文本节选:
Spark - 使用yarn client模式

SparkConf

如果这样写

new SparkConf().setMaster("yarn-client")

在idea内调试会报错:

Exception in thread "main" java.lang.IllegalStateException: Library directory '....../data-platform-task/assembly/target/scala-2.11/jars' does not exist; make sure Spark is built.
	at org.apache.spark.launcher.CommandBuilderUtils.checkState(CommandBuilderUtils.java:248)

查看Spark官方文档,需要设置spark.yarn.jars或者spark.yarn.archive。

  • spark.yarn.jars:支持本地jar,也支持hdfs路径。
  • spark.yarn.archive:压缩包。

修改程序:

new SparkConf().setMaster("yarn-client")
	.set("spark.yarn.archive", getProperty(HDFS_SPARK_ARCHIVE))

在idea内调试,报错:

Caused by: java.lang.ClassCastException: cannot assign instance of java.lang.invoke.SerializedLambda to field org.apache.spark.api.java.JavaPairRDD$$anonfun$pairFunToScalaFun$1.x$334 of type org.apache.spark.api.java.function.PairFunction in instance of org.apache.spark.api.java.JavaPairRDD$$anonfun$pairFunToScalaFun$1
	at java.io.ObjectStreamClass$FieldReflector.setObjFieldValues(ObjectStreamClass.java:2287)

这是因为找不到任务依赖的类。
继续查阅文档,有

  • spark.yarn.dist.jars:逗号分隔的jar包。

继续修改程序:

new SparkConf().setMaster("yarn-client")
	.set("spark.yarn.archive", getProperty(HDFS_SPARK_ARCHIVE))
	.set("spark.yarn.dist.jars", getProperty(TASK_JARS))

调试,可以执行了。

19/06/27 12:53:12 INFO yarn.YarnAllocator: Will request 2 executor container(s), each with 1 core(s) and 1408 MB memory (including 384 MB of overhead)
19/06/27 12:53:12 INFO yarn.YarnAllocator: Submitted 2 unlocalized container requests.
19/06/27 12:53:12 INFO yarn.ApplicationMaster: Started progress reporter thread with (heartbeat : 3000, initial allocation : 200) intervals
19/06/27 12:53:12 INFO impl.AMRMClientImpl: Received new token for : leishu-OptiPlex-7060:39105
19/06/27 12:53:12 INFO yarn.YarnAllocator: Launching container container_1561543784696_0031_01_000002 on host leishu-OptiPlex-7060 for executor with ID 1
19/06/27 12:53:13 INFO yarn.YarnAllocator: Received 1 containers from YARN, launching executors on 1 of them.

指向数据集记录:
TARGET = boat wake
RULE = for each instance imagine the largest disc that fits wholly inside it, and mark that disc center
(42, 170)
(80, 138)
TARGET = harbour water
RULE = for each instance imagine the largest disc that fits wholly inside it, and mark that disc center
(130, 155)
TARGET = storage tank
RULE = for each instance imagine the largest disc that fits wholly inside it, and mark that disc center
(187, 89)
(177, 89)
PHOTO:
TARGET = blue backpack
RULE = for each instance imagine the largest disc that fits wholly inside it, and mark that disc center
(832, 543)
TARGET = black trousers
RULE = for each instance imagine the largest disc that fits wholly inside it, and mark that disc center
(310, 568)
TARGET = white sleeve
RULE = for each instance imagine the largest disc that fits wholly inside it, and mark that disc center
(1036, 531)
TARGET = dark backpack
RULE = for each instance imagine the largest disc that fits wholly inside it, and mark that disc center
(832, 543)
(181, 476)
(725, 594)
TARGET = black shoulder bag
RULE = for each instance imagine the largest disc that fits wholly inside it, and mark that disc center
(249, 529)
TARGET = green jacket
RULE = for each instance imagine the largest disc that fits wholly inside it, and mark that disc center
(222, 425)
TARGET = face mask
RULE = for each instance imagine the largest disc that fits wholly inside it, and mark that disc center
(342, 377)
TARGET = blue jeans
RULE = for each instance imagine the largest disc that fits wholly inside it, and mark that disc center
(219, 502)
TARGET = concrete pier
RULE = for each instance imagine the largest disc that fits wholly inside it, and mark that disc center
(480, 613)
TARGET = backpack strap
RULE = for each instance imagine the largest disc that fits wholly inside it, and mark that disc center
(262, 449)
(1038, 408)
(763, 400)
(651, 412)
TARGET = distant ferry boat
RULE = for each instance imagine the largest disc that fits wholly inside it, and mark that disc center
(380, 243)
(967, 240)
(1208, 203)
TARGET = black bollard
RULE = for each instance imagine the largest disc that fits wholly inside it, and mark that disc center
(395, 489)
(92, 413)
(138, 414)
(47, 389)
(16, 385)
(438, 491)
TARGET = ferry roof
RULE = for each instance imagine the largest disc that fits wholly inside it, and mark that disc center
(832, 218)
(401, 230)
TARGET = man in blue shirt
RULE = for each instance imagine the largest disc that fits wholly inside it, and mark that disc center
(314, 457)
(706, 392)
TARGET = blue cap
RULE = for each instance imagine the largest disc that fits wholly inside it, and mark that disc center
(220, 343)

任务指令: 请重写Spark文章中以“19/06/27 12:53:12 INFO yarn.YarnAllocator: Will”开头、一直延续到“MB of overhead)”为止的部分，并将其中的“1408 MB”替换为“2048 MB”。 这些条目与Spark文章的内容并无关联。

完整回答:
19/06/27 12:53:12 INFO yarn.YarnAllocator: Will request 2 executor container(s), each with 1 core(s) and 2048 MB memory (including 384 MB of overhead)